APPLY WHAT YOU READ -
[A] The text about the whistleblower surgeon's case says the couple paid a high price. List everything it says they lost.
[B] Continue the text about the dismissal of charges against the Texas surgeon from where it stops.
╭─ SELECTED TEXT
Until this afternoon, Dr. Eithan Haim, 34, was facing a potential decade in federal prison for revealing publicly that Texas Children’s Hospital was continuing to perform gender transitions on children even after declaring a moratorium on the controversial practice. For this, Haim, a Texas surgeon, became the target of the Biden Department of Justice, which indicted him for allegedly violating patient privacy laws.
There was no violation of patient privacy. What Haim blew the whistle on were surgeries to insert hormonal devices that prevent children from going through puberty. The records he revealed about these interventions carefully redacted identifying information about the patients. What’s more: He had caught the hospital in a bald-faced lie about the very existence of the program. Most dangerous for Haim was that he had run afoul of the Biden administration’s unquestioning support of medical transition of young people distressed about their gender.
“Eithan Haim was the only person with the courage to stand up for what was right,” Haim’s wife, Andrea, wrote on X about her husband taking on the powerful children’s hospital, the country’s largest. “For him, it wasn’t even a decision. Kids were being harmed, and he had to stop it.”
It came with a high price. The couple lost close friendships, all their savings, and their peace of mind. But they never budged.
On Friday came vindication.
At around 2:30 p.m. on Friday, Haim received notice that the Trump DOJ issued a dismissal of all charges against him, with prejudice—meaning the charges cannot be refiled. In a conversation with The Free Press, while he and his wife were celebrating over champagne, he said, “We didn’t think it was going to happen. We took on the federal leviathan and we won.” He added, “This is epic. This is like Lord of the Rings.”
Although Haim had raised more than $1.2 million in a GiveSendGo account, mounting a case to stay out of federal prison has cost $2 million. “We’ll be paying legal bills for 20 years,” he said.
╰─
╭─ ENTRIES SUPPLIED
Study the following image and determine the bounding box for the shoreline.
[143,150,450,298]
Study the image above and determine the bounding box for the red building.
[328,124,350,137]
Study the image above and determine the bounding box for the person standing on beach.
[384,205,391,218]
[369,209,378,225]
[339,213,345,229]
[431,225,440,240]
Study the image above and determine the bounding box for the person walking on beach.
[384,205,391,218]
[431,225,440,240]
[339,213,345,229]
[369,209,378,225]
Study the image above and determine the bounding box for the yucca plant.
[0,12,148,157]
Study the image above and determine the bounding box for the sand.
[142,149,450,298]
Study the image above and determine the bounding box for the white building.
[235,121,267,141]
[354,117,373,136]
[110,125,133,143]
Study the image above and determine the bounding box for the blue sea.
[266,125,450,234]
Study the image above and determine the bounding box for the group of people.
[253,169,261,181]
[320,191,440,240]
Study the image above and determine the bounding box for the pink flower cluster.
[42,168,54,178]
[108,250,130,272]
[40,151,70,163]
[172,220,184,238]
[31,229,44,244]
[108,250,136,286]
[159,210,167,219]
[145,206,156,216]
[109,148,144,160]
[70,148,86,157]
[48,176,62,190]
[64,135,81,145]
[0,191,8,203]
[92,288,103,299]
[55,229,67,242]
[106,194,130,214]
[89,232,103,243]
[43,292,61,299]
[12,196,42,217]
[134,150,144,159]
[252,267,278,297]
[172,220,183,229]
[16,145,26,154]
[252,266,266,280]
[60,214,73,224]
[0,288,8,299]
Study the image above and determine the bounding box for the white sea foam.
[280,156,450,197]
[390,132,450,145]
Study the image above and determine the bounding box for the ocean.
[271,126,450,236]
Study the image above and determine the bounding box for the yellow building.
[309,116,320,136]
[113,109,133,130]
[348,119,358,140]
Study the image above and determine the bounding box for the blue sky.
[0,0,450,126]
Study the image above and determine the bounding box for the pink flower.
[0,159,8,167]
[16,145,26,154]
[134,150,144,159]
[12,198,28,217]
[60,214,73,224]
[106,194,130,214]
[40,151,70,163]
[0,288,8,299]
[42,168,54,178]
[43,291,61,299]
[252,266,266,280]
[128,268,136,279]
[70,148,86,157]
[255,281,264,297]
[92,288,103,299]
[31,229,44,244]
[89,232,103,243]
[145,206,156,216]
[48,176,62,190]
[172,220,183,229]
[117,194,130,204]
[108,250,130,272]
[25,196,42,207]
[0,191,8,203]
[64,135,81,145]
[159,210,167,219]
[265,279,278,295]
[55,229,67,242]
╰─
PER-TASK ANSWERS -
[A] Close friendships, all their savings, and their peace of mind.

[B]
Andrea knows about federal indictments. She herself is an assistant U.S. attorney for the Northern District of Texas—her husband was indicted in the Southern District. Andrea, who gave birth to their daughter four months ago, said of their ordeal, “I haven’t had a good night’s sleep in a year without worrying my husband would be in prison and I would be raising our daughter alone. We are now going back to normal life.”
As the Trump administration got underway, Haim had an upcoming jury trial on the Biden-era indictment. “I was facing a kangaroo court in a few weeks,” he said.
Marcella Burke, Haim’s attorney, said she and his other lawyers began to ask everyone they knew with any connection to the new administration to make the dismissal of Haim’s case a priority. But she said she had no warning that their efforts had been successful.
“We thank everyone who helped along the way to bring this massive injustice to light, and we are grateful to secure this victory on behalf of our client,” Burke said in a statement. “The fight against the evils he exposed continues, but this dismissal represents a repudiation of the weaponization of federal law enforcement and the first step in accountability for the misdeeds we have all witnessed in this case.”
Missouri senator Josh Hawley went on X Friday afternoon to tout the effectiveness of his lobbying to get the charges against Haim dismissed. He wrote, “Following my call this morning, I am delighted to report the Trump DOJ is now moving to DISMISS this illegitimate prosecution.”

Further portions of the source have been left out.